Your objective — One number alone answers this: the count of lines below in which the word "blouse" is found.

Dataset records:
-------------------------

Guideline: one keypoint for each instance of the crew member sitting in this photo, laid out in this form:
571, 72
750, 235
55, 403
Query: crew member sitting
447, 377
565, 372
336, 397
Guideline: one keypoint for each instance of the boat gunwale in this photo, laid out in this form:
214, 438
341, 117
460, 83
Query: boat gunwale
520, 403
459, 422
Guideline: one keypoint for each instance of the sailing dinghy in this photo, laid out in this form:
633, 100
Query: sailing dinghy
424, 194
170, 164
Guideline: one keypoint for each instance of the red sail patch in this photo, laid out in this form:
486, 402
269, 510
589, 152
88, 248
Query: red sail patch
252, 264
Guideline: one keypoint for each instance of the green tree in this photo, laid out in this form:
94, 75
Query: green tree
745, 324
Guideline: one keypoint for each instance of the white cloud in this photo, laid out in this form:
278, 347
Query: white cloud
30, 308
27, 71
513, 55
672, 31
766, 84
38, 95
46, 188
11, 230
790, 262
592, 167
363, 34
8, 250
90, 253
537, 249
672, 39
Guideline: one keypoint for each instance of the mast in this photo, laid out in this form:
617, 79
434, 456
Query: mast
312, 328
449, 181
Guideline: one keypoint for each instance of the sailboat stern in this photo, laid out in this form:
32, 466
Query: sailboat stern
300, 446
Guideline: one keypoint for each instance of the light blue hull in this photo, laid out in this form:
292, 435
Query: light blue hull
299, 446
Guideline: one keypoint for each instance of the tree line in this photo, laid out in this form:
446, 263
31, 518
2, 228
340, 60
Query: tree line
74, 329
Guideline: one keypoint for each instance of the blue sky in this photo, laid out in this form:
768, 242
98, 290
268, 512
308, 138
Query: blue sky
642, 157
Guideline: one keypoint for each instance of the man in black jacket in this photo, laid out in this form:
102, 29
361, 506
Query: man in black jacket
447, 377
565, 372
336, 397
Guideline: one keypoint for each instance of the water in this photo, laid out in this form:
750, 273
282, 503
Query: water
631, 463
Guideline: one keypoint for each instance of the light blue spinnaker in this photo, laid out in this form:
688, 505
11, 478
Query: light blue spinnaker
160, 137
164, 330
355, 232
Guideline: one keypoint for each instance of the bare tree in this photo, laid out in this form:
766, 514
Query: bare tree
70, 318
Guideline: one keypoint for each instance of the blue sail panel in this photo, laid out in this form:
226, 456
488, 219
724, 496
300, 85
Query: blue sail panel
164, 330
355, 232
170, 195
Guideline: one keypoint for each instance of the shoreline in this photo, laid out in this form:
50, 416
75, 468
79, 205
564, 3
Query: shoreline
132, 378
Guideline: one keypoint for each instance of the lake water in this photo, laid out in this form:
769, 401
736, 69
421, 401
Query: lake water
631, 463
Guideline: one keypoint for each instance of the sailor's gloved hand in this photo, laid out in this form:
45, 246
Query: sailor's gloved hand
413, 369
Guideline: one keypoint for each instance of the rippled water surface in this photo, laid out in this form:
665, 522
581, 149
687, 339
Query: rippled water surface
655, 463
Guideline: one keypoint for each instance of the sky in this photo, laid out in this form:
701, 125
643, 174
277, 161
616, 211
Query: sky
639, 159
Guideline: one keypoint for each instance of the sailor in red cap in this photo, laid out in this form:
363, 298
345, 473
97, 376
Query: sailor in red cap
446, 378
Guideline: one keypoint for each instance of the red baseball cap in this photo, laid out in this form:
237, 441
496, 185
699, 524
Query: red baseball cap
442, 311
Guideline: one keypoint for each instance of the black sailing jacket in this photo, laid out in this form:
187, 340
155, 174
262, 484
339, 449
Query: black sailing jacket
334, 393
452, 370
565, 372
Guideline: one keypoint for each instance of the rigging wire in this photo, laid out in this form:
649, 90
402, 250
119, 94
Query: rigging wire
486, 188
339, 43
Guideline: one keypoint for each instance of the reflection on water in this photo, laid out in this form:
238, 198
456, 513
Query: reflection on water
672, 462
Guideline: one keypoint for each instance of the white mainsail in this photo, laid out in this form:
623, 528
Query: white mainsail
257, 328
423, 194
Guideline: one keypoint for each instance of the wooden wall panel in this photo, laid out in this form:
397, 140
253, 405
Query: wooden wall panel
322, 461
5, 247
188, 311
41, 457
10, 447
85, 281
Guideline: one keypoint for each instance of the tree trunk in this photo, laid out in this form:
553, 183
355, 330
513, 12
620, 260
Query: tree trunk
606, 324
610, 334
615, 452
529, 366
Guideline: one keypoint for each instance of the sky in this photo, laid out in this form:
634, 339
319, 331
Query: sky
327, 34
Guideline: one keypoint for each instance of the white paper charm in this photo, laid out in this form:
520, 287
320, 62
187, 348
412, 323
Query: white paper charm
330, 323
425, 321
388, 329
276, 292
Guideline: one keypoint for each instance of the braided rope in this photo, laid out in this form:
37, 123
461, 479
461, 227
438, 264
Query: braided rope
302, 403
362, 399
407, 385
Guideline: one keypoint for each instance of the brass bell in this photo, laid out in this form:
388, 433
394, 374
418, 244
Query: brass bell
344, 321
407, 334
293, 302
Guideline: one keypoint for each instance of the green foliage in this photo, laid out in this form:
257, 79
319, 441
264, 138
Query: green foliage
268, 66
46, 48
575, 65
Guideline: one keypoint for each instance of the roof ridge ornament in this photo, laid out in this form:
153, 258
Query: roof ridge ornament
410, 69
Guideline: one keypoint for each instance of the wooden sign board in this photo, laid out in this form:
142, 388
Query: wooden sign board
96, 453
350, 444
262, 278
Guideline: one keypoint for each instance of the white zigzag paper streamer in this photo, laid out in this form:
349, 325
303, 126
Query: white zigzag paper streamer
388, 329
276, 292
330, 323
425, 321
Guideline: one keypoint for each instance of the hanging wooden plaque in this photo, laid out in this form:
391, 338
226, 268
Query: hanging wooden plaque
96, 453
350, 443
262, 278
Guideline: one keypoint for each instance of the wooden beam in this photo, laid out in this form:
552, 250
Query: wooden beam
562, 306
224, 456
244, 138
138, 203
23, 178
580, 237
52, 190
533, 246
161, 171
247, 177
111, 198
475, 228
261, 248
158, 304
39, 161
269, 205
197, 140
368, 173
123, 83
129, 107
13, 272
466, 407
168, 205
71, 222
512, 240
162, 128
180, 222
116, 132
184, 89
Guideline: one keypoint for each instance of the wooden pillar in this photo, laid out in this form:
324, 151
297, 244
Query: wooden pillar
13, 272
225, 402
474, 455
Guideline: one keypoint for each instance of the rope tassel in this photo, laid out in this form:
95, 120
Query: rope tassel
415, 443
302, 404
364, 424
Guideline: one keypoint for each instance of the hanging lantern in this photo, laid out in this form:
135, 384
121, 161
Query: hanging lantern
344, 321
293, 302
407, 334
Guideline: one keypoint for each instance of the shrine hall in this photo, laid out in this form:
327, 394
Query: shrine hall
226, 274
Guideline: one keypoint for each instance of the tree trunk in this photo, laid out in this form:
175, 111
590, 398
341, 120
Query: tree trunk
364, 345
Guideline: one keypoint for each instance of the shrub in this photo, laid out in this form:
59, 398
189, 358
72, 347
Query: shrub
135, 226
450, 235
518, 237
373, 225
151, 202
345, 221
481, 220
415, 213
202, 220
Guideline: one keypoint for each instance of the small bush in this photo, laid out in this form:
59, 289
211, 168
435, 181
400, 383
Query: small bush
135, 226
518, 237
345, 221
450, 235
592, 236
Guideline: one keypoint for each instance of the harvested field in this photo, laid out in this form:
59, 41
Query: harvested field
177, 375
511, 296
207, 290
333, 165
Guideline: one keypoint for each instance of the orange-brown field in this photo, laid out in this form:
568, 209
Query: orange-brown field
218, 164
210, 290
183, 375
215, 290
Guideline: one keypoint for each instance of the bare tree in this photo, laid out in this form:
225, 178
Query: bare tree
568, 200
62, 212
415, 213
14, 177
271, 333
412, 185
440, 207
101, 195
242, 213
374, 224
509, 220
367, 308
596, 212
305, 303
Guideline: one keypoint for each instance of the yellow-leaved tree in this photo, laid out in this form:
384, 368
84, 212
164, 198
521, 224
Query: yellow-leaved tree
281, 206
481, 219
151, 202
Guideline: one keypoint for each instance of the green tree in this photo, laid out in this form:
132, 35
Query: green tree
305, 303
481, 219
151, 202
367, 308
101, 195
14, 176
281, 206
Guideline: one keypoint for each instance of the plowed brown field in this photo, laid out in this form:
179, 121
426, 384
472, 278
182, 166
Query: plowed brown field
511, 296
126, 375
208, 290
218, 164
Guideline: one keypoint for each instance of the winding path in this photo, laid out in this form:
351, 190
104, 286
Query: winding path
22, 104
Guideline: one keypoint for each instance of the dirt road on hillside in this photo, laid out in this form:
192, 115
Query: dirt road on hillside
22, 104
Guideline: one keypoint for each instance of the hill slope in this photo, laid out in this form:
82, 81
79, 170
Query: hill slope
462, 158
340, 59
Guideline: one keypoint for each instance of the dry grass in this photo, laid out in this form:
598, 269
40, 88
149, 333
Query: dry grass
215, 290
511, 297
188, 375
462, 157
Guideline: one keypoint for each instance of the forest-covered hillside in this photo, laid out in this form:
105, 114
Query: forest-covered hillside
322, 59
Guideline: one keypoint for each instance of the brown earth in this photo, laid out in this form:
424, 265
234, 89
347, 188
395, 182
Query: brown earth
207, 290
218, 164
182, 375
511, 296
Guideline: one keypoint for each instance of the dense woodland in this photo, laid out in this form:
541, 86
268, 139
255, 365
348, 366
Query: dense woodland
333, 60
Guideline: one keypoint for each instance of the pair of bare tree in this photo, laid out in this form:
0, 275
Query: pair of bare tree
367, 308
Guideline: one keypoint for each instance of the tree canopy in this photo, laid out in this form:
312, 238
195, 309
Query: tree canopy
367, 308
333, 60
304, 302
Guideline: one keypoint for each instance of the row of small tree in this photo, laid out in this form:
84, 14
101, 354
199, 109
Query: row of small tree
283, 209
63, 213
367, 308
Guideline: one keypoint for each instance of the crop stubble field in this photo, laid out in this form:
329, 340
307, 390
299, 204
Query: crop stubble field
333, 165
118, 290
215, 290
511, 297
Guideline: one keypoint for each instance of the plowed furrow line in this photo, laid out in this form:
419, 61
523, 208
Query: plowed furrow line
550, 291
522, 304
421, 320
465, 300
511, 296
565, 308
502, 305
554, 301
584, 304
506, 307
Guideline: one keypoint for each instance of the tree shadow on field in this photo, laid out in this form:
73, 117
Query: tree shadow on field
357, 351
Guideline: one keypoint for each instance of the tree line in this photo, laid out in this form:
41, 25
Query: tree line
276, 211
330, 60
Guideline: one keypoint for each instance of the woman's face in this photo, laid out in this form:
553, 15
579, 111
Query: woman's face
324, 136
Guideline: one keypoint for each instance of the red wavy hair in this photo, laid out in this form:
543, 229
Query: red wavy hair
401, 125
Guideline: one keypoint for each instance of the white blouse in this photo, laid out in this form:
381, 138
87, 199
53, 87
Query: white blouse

-------------------------

Answer box — 2